◆ Textabschnitt
________

Wie geht das? Dass es Neutrinos geben muss, auf diesen Gedanken kam der Physiker Wolfgang Pauli schon im Jahr 1930. Pauli hatte den Beta-Zerfall untersucht, einen radioaktiven Zerfall in Atomkernen, bei dem sich ein Neutron in ein Proton und ein Elektron aufspaltet. Dabei wird eine bestimmte Energie frei, die – so glaubte man ursprünglich – vollständig auf das Elektron übergeht.

Pauli versuchte die überraschende Beobachtung zu erklären, dass die Energie des Elektrons nie der Zerfallsenergie entspricht, sondern stets darunter liegt. Wo bleibt der Rest? Pauli vermutete, dass beim Beta-Zerfall neben Proton und Elektron noch ein drittes Teilchen entstehen müsse, das die übrige Energie mit sich trägt – eben das Neutrino.

________

◆ Vorliegende Datensätze

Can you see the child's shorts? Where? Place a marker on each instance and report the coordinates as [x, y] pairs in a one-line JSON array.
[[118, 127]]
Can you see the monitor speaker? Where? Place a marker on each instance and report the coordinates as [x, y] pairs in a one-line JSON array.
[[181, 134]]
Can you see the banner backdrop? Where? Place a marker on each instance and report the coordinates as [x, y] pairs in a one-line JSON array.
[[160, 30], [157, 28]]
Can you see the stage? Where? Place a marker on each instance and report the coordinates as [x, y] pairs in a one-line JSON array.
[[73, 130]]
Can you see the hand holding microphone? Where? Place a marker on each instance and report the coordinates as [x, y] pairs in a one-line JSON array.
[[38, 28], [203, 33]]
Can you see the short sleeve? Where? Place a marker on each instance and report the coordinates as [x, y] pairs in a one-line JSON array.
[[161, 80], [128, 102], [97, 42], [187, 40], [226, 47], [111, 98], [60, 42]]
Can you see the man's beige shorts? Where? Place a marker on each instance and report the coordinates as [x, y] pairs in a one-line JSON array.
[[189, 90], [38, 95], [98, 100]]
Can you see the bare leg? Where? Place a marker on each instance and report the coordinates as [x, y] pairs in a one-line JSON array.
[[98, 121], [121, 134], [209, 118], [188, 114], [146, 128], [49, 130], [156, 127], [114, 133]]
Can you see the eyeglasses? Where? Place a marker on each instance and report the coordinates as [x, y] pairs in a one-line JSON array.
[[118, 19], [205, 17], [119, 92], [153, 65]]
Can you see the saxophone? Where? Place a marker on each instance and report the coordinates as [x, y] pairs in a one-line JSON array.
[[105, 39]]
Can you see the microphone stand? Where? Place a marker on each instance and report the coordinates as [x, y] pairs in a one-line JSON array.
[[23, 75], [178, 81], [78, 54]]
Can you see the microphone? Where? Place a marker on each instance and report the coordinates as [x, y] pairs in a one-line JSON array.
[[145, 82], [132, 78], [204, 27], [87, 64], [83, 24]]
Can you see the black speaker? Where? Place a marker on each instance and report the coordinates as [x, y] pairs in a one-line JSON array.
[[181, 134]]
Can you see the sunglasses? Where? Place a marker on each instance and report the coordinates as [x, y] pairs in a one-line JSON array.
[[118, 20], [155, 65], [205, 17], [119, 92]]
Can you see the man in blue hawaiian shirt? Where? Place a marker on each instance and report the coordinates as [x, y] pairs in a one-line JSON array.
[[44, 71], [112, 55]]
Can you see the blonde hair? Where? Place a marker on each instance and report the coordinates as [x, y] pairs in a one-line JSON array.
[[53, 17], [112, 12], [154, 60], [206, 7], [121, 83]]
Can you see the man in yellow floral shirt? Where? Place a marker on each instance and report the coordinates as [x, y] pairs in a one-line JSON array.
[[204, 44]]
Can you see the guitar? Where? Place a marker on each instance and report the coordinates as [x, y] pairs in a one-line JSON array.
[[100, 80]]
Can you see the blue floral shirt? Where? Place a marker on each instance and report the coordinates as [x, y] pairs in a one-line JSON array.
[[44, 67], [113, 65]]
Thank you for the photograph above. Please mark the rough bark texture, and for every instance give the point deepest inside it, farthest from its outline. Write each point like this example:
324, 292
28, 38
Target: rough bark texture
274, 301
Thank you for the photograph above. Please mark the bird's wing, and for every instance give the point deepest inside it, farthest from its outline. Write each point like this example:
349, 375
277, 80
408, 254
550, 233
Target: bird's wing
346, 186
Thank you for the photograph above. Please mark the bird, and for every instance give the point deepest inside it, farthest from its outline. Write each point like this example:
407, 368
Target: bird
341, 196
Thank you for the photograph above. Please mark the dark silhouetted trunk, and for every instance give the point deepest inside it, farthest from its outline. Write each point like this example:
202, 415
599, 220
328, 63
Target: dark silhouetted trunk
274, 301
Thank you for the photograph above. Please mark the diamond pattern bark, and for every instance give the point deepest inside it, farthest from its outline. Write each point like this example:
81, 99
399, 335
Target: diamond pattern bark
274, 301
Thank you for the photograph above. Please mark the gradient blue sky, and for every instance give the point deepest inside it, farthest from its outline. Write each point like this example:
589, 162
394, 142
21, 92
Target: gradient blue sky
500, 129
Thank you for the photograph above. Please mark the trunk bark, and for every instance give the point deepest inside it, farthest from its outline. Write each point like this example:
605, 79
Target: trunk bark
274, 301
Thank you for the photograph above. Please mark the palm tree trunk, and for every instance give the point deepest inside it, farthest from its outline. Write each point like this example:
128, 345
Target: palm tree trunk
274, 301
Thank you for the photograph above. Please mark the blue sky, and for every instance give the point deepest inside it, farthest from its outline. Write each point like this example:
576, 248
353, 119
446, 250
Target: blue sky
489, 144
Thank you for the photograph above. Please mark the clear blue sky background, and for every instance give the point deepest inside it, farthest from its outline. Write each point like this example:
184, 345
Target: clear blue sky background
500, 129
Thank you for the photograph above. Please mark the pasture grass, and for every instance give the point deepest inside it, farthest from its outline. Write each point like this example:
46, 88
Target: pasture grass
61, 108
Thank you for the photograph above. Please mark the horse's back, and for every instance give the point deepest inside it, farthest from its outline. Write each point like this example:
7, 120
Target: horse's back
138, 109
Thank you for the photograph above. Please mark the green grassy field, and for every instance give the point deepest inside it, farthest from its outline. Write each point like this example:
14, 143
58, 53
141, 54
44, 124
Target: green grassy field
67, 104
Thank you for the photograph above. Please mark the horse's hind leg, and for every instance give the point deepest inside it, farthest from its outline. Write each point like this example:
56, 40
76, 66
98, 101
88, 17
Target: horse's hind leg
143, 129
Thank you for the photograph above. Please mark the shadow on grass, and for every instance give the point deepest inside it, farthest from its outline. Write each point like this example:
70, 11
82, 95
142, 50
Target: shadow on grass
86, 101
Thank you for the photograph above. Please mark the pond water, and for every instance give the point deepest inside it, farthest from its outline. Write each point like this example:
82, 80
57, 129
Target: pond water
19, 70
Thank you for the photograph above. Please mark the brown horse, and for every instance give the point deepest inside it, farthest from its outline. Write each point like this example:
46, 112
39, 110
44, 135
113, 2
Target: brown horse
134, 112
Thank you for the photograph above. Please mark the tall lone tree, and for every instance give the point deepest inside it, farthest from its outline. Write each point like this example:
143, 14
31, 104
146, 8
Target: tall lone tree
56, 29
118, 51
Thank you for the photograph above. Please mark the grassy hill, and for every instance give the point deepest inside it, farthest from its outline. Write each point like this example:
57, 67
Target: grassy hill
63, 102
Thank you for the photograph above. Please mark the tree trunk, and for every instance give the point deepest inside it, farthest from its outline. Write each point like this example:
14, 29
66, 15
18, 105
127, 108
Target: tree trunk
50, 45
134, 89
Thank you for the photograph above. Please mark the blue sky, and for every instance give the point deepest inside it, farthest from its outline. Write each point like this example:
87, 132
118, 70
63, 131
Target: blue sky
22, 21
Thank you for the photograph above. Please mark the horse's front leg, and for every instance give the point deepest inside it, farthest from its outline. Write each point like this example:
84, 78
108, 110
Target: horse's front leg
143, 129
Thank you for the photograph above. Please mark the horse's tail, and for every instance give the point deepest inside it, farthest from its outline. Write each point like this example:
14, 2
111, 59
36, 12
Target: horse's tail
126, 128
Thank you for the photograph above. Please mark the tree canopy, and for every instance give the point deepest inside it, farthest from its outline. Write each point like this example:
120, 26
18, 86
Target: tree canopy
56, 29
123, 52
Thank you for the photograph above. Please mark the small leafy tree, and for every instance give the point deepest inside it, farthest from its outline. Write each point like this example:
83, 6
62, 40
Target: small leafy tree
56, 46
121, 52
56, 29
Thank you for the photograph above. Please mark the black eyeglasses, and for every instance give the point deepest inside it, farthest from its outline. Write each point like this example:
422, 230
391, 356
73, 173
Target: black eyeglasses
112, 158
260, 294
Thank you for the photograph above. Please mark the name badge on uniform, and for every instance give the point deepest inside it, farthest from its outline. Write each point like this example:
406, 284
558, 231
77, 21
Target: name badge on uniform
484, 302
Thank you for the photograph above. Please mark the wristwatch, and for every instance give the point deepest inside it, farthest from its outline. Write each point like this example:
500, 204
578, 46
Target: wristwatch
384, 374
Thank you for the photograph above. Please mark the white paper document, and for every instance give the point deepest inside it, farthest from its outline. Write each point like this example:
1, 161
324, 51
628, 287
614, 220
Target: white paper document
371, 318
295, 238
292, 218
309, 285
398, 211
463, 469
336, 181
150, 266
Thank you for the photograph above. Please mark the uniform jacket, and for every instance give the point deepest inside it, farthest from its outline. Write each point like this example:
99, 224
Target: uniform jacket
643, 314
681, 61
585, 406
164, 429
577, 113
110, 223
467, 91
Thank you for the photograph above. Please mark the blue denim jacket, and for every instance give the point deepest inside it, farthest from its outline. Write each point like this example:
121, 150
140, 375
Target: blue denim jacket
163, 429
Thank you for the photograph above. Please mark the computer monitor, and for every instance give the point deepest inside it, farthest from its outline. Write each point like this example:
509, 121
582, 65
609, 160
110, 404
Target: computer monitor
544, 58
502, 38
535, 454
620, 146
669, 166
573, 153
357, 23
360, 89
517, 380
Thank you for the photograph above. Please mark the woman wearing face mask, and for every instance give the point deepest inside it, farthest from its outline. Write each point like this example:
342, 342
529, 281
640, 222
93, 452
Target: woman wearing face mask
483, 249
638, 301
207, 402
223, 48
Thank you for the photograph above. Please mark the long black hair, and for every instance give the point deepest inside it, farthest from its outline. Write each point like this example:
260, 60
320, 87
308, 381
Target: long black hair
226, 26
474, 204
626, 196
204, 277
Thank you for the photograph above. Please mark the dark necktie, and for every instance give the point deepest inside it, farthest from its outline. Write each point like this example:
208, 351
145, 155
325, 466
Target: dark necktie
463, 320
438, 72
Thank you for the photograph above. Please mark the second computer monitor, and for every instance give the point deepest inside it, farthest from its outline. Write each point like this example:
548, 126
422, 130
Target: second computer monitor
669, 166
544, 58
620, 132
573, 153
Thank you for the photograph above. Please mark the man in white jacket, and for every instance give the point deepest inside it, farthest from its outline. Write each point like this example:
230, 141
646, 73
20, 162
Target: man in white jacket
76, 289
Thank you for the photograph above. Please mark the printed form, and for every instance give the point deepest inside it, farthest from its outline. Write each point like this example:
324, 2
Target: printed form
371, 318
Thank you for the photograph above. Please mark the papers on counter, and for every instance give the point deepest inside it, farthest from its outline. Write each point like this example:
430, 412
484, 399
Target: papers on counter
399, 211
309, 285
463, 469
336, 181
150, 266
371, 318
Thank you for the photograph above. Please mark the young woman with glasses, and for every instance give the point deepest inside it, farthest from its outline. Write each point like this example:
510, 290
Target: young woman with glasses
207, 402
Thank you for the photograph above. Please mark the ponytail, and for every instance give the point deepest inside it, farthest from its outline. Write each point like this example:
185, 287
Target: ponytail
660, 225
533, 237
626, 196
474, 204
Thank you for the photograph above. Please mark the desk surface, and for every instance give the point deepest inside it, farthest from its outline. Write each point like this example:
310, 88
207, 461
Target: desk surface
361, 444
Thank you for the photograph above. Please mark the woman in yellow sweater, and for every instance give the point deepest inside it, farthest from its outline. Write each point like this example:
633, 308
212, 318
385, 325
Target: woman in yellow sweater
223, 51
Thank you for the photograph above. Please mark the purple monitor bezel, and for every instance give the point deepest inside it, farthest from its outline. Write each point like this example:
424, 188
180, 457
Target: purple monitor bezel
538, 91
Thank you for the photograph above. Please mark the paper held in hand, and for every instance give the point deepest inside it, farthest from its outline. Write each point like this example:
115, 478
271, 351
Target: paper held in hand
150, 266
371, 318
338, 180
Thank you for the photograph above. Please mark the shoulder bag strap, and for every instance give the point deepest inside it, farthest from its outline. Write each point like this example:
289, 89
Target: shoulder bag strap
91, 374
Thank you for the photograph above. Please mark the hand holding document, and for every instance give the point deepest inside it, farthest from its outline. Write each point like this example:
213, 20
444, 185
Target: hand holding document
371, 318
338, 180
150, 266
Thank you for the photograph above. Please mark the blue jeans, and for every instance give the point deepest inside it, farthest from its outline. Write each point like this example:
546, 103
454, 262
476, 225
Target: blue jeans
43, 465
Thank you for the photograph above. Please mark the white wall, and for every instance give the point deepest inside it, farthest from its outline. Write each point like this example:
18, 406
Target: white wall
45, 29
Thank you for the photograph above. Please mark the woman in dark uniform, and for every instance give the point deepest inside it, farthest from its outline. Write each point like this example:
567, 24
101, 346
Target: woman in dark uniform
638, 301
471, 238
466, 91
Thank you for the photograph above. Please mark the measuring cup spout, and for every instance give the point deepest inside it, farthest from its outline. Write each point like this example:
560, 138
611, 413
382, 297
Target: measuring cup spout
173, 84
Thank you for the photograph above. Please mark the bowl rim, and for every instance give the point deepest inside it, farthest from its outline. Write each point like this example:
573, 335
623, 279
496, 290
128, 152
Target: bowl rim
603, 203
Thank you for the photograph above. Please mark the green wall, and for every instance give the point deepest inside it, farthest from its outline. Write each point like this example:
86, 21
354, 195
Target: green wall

________

◆ Ziel der Aufgabe
Welche Beobachtung beim Beta-Zerfall wollte Pauli laut dem Textabschnitt erklären?

◆ Erwartetes Ergebnis
Die Energie des Elektrons entspricht nie der Zerfallsenergie, sondern liegt stets darunter.